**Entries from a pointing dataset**
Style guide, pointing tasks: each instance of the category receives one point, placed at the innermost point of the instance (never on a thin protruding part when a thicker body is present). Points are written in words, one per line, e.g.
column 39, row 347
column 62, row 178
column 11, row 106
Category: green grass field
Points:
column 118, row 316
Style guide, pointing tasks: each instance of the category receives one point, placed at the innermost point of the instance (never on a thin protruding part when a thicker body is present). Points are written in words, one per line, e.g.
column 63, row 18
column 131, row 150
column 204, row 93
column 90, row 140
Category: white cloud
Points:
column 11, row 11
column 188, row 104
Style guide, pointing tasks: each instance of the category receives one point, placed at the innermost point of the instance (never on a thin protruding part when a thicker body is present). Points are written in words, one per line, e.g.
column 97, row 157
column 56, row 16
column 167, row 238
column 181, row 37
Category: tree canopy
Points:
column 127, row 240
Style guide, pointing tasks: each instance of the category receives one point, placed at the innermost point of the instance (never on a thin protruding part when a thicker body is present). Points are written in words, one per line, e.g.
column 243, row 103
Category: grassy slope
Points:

**PROBLEM STATEMENT**
Turn each line of the entries above into a JSON list of strings, one string per line, leaving out any blank lines.

**WRITTEN SOLUTION**
[
  "Style guide, pointing tasks: each instance of the category receives one point, placed at the innermost point of the instance (never on a thin protruding part when a thicker body is present). Points are written in words, one per line, e.g.",
  "column 39, row 347",
  "column 62, row 178",
  "column 11, row 106",
  "Category: green grass field",
  "Points:",
  "column 118, row 316",
  "Style guide, pointing tasks: each instance of the category receives one point, placed at the innermost point of the instance (never on a thin protruding part when a thicker body is present). Points are written in words, one per line, e.g.",
  "column 63, row 18",
  "column 131, row 150",
  "column 204, row 93",
  "column 90, row 140",
  "Category: white cloud",
  "Points:",
  "column 11, row 11",
  "column 188, row 104",
  "Style guide, pointing tasks: each instance of the category receives one point, placed at the innermost point of the instance (never on a thin protruding part when a thicker body is present). Points are written in words, one per line, e.g.",
  "column 97, row 157",
  "column 56, row 16",
  "column 167, row 238",
  "column 181, row 37",
  "Category: tree canopy",
  "Points:",
  "column 127, row 240",
  "Style guide, pointing tasks: each instance of the category receives one point, placed at the innermost point of the instance (never on a thin protruding part when a thicker body is present). Points are written in words, one per line, e.g.",
  "column 243, row 103",
  "Category: grassy slope",
  "Points:"
]